Update the entries from the line containing "Target = door handle" through the end of the entries, changing "instance" to "occurrence" and keeping everything else the same.

Input material
★ ★ ★ ★

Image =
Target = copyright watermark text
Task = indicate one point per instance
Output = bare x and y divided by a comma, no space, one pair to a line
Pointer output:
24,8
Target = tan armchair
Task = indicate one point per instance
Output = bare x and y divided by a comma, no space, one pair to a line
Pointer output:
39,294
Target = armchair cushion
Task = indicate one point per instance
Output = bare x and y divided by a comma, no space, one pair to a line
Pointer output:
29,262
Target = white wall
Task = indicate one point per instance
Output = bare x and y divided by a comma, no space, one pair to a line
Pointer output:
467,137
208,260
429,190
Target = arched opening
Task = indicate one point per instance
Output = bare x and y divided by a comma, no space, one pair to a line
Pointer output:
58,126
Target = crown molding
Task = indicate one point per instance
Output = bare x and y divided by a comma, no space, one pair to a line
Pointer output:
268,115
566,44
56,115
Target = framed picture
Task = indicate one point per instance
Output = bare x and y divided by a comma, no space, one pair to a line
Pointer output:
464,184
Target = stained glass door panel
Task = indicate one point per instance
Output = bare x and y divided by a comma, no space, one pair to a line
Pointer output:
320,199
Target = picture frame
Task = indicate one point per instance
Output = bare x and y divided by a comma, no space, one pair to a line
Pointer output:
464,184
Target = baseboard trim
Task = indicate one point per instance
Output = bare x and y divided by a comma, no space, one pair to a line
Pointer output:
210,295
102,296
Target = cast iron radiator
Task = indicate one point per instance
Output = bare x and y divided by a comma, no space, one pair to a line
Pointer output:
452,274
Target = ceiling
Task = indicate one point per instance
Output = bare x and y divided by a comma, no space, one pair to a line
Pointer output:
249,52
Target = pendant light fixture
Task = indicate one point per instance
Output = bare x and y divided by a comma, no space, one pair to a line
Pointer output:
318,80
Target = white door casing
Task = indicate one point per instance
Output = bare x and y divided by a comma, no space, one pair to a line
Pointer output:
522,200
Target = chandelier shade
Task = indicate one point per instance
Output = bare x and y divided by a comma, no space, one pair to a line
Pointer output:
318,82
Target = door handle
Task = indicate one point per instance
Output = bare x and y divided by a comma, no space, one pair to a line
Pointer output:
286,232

★ ★ ★ ★

Complete answer
Target = door handle
Task = indicate one point per occurrence
Output = bare x and y divided by a comma, no space, one pair to a line
Pointer output:
286,232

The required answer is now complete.